[PAGE TEXT Boundary: Start]

Working Mother magazine February/March 2012

Calling All Working Moms: How to Battle the Midday Slump

Working Mother magazine February/March 2012

Working Mother Feb/March 2012

What working mom doesn’t crave more balance? This month, Working Mother magazine speaks to that issue with tips for staying awake and engaged at work.

Mommy guilt is no stranger to the working mom, mainly because we lack the golden ticket to a guilt-free land: balance. We crave that perfect balance between the family we’ve built and love and the career we’ve cultivated. The main problem? There just aren’t enough hours in the day, and even if there were, we don’t have the energy to make them work for us.

There are no easy answers to this conundrum, as the February/March issue of Working Mother magazine pointed out to one reader who asked if working from home could realistically “alleviate the typical challenges of at-home and working moms.” This stay-at-home working mama will simply echo the magazine with a resounding “No!” and look for ways to creatively carve out balance and reenergize with the rest of you.

[PAGE TEXT Boundary: End]
[RAW DATA Boundary: Start]

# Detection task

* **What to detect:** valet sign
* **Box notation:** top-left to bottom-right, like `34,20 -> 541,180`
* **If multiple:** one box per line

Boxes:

[RAW DATA Boundary: End]

* _WHAT YOU NEED TO DO_
Copy out the full Working Mother magazine piece on the midday slump word for word.

* _SOLUTION TO THIS PROBLEM_
Working Mother magazine February/March 2012

Calling All Working Moms: How to Battle the Midday Slump

Working Mother magazine February/March 2012

Working Mother Feb/March 2012

What working mom doesn’t crave more balance? This month, Working Mother magazine speaks to that issue with tips for staying awake and engaged at work.

Mommy guilt is no stranger to the working mom, mainly because we lack the golden ticket to a guilt-free land: balance. We crave that perfect balance between the family we’ve built and love and the career we’ve cultivated. The main problem? There just aren’t enough hours in the day, and even if there were, we don’t have the energy to make them work for us.

There are no easy answers to this conundrum, as the February/March issue of Working Mother magazine pointed out to one reader who asked if working from home could realistically “alleviate the typical challenges of at-home and working moms.” This stay-at-home working mama will simply echo the magazine with a resounding “No!” and look for ways to creatively carve out balance and reenergize with the rest of you.